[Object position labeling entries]
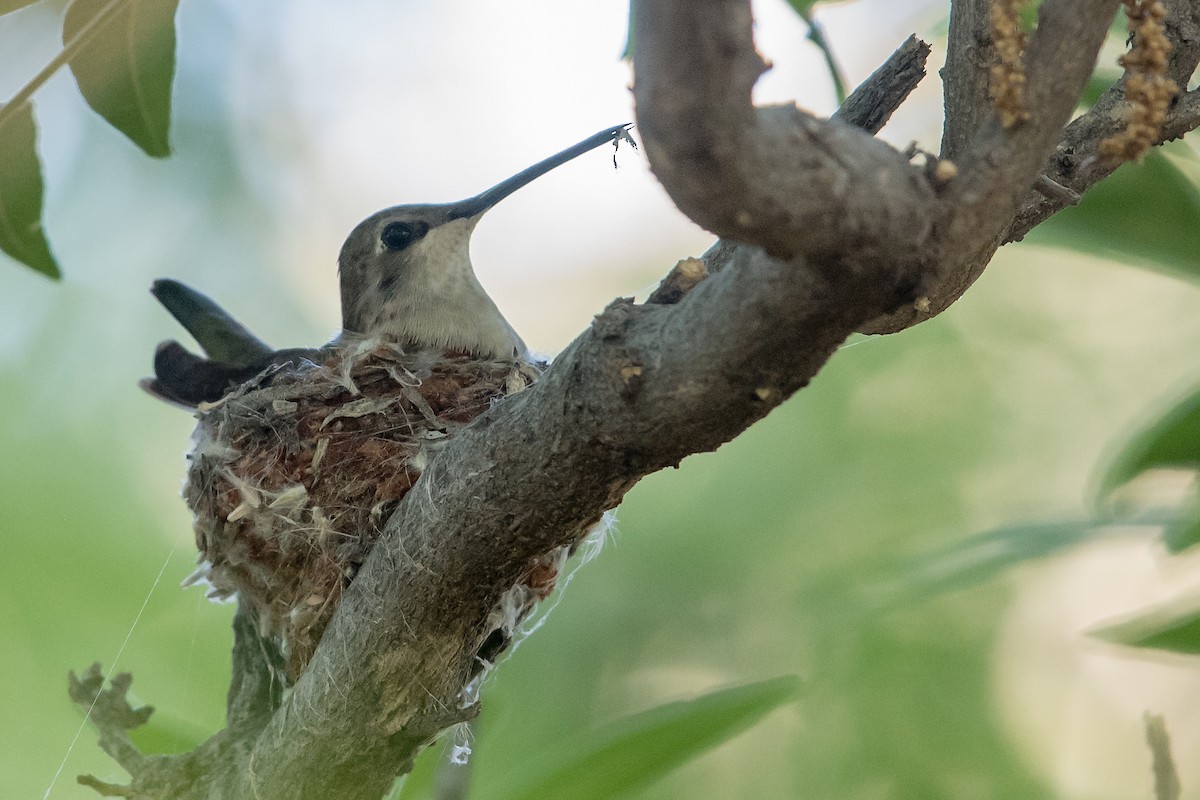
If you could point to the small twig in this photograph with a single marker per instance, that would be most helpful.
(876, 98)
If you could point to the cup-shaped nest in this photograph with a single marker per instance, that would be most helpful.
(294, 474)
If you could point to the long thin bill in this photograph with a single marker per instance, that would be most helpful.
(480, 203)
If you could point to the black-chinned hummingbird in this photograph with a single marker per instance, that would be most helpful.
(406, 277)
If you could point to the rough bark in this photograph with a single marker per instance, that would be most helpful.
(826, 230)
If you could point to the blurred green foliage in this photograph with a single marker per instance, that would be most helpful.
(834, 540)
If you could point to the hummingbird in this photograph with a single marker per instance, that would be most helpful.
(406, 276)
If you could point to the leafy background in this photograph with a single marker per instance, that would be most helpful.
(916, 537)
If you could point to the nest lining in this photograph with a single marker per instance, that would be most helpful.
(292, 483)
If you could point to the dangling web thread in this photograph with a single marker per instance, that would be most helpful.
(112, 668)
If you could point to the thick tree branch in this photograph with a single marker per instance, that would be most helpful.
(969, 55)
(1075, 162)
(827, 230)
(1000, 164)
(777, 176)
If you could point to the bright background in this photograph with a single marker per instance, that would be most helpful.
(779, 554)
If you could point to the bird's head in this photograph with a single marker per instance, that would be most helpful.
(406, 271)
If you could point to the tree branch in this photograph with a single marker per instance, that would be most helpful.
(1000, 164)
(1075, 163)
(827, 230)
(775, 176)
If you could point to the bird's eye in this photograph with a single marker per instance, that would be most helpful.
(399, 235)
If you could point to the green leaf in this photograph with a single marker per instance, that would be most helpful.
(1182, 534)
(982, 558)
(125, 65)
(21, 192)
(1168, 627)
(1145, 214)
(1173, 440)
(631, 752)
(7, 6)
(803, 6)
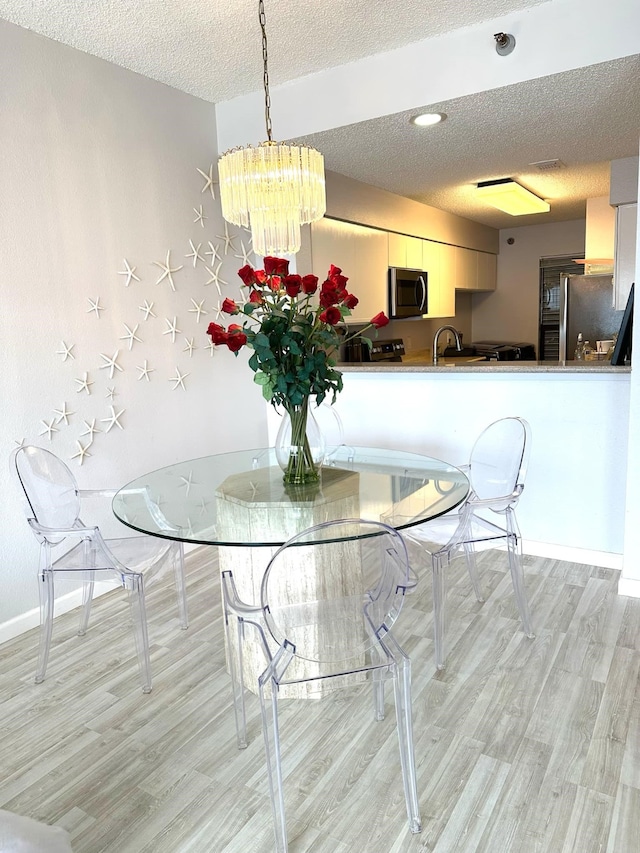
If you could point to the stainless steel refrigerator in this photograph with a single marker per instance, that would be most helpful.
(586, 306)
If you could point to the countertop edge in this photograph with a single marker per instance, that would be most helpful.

— Task goal —
Nothing but the lines from the line containing "If you could point to the tree" through the last line of the records above is to be extracted, exactly and with no pictures.

— Correct result —
If you could point to the tree branch in this photograph with a single marker per instance, that would be most helpful.
(1000, 164)
(1075, 163)
(827, 230)
(775, 176)
If you could point to the bird's eye in this photograph with a single marker per instance, that would be most helpful.
(399, 235)
If you could point to the green leaf in this photograph with a single marker per instance, that would be most helpful.
(1182, 534)
(982, 558)
(125, 65)
(21, 192)
(1168, 627)
(1145, 214)
(1173, 440)
(631, 752)
(7, 6)
(803, 6)
If you could point to the stainless steel refrigerator in this photograph with a single marker per instance, that would be most helpful.
(586, 306)
If you could point to the countertop edge in this photograph with a single marker per instance, that would be most helpful.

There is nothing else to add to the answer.